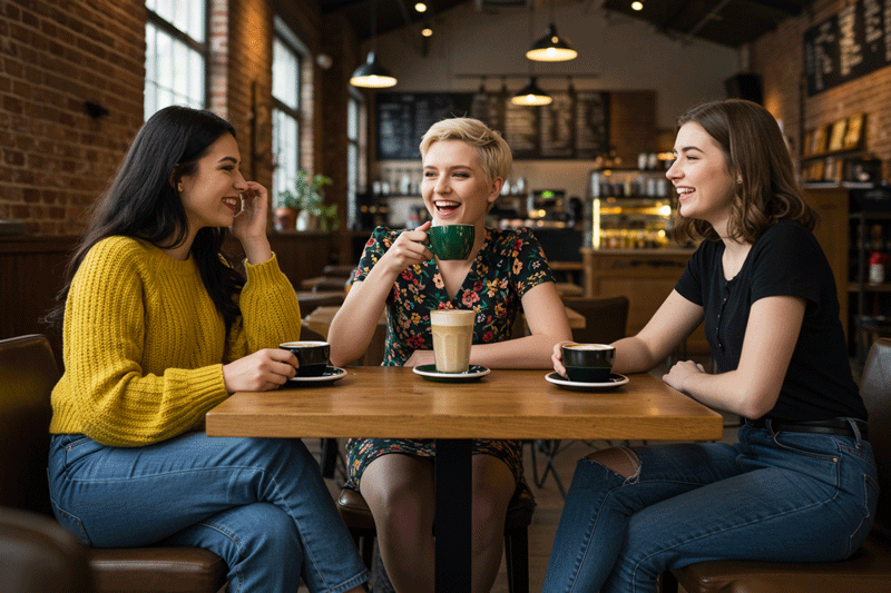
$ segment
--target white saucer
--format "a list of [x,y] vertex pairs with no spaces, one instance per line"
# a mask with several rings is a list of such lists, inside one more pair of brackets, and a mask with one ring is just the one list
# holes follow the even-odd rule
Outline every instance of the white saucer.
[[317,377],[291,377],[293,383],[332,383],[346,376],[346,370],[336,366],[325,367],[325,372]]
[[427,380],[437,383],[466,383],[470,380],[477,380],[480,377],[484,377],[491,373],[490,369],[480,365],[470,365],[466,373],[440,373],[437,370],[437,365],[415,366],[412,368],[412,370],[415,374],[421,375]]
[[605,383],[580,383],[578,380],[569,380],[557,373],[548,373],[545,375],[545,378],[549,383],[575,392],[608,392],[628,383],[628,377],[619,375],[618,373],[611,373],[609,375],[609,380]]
---
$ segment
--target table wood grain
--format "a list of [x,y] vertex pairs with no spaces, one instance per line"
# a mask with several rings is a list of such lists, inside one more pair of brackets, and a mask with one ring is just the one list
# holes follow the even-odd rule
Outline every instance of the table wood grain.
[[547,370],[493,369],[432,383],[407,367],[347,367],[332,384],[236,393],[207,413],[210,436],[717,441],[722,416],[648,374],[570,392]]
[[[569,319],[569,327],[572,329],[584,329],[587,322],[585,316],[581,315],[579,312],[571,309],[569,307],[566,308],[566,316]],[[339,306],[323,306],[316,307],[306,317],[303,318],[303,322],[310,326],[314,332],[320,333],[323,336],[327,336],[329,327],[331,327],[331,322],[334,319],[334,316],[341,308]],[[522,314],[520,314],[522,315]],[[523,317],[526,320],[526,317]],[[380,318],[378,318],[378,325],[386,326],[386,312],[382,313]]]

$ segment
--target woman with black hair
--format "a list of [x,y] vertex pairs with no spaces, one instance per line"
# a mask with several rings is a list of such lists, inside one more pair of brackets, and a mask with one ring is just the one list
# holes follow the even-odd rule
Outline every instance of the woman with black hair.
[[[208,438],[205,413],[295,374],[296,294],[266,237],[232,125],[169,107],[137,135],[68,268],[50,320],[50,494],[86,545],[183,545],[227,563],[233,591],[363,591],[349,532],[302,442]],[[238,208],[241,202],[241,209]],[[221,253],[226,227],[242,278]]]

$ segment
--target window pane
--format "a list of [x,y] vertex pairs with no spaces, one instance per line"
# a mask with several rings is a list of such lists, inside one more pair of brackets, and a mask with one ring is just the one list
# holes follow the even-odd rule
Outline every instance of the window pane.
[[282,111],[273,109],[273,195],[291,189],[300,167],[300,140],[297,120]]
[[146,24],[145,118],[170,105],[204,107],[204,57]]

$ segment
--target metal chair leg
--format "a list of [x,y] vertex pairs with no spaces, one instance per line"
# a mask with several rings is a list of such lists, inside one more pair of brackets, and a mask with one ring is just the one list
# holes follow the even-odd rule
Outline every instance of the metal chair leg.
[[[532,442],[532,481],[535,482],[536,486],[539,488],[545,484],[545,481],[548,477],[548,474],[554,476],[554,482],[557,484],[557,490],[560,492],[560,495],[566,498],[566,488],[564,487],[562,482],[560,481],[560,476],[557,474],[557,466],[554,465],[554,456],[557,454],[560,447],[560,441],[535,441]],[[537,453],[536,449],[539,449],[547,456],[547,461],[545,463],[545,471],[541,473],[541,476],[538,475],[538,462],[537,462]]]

WRITTEN INSTRUCTION>
Tally the lines in the listing above that contain the string "every", treating case as significant, and give only the number.

THE RESPONSE>
5